**Assignment:** No pictures should appear in the copy; otherwise retype the entries exactly.

**Data for the task:**
^^^^^^^^^^^^^^^^

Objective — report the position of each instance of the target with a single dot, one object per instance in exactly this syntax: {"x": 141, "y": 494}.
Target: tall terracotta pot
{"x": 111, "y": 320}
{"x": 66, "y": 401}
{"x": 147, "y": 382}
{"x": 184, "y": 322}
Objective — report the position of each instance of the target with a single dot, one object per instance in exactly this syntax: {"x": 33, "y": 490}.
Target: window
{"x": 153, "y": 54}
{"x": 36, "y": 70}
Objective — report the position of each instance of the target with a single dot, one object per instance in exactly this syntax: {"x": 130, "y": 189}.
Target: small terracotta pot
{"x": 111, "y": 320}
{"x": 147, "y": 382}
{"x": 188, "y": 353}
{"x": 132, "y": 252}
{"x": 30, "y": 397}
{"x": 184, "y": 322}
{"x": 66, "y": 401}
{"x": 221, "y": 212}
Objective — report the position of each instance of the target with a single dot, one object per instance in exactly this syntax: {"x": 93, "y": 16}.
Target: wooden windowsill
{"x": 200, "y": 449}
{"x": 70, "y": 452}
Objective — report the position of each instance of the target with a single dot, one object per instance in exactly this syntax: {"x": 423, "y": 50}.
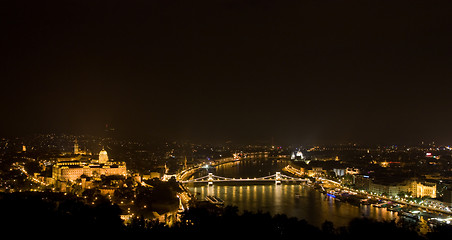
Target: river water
{"x": 293, "y": 200}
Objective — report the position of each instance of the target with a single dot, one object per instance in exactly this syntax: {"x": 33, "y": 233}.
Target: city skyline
{"x": 217, "y": 71}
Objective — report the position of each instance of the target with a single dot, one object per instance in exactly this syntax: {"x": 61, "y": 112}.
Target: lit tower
{"x": 103, "y": 157}
{"x": 76, "y": 150}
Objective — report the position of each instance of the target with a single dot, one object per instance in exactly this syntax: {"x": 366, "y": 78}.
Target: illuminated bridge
{"x": 277, "y": 178}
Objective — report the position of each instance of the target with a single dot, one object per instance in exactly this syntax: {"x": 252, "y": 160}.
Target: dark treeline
{"x": 57, "y": 215}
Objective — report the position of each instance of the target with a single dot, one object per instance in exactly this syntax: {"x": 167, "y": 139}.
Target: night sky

^^^^^^^^^^^^^^^^

**Answer below:**
Objective — report the position of each instance of the target with a single dot, one object per instance in exactly this syntax: {"x": 141, "y": 494}.
Target: tall terracotta pot
{"x": 111, "y": 320}
{"x": 66, "y": 401}
{"x": 147, "y": 382}
{"x": 184, "y": 322}
Objective — report the position of each instance of the target with a single dot, one object per instance in exactly this syntax: {"x": 33, "y": 490}.
Target: window
{"x": 153, "y": 54}
{"x": 36, "y": 70}
Objective — report the position of each instance of the target with a single dot, one object per instance in exactly this syntax: {"x": 130, "y": 189}.
Target: small terracotta pot
{"x": 111, "y": 320}
{"x": 147, "y": 382}
{"x": 188, "y": 353}
{"x": 132, "y": 252}
{"x": 30, "y": 397}
{"x": 184, "y": 322}
{"x": 66, "y": 401}
{"x": 221, "y": 212}
Objective — report the position of each instance of the target with a single dot, one object per instance in exactly this syntax: {"x": 93, "y": 16}.
Target: wooden windowsill
{"x": 200, "y": 449}
{"x": 70, "y": 452}
Objective — report the position of each instance of the target with a single dot, one object per instance in exactly this syntax: {"x": 423, "y": 50}.
Target: river water
{"x": 293, "y": 200}
Objective — report the position of each instance of the target with a single dot, one object per instance in exactly this syntax: {"x": 33, "y": 233}.
Target: city skyline
{"x": 217, "y": 71}
Objective — report the position of each instance of the target with a single dot, one object per instance in exactly this syntax: {"x": 61, "y": 112}.
Target: lit tower
{"x": 103, "y": 157}
{"x": 76, "y": 150}
Objective — report the position of each instance of the target with a single dot, one object per instance in exactly this syntax: {"x": 366, "y": 78}.
Target: illuminated bridge
{"x": 277, "y": 178}
Objective — report the position of each instance of the target with a single dot, one object per instance in exactly this syntax: {"x": 252, "y": 160}.
Target: dark treeline
{"x": 57, "y": 215}
Objective — report the position of each instance of the target with a single dot, one object per instance in exactly this syntax: {"x": 167, "y": 139}.
Target: night sky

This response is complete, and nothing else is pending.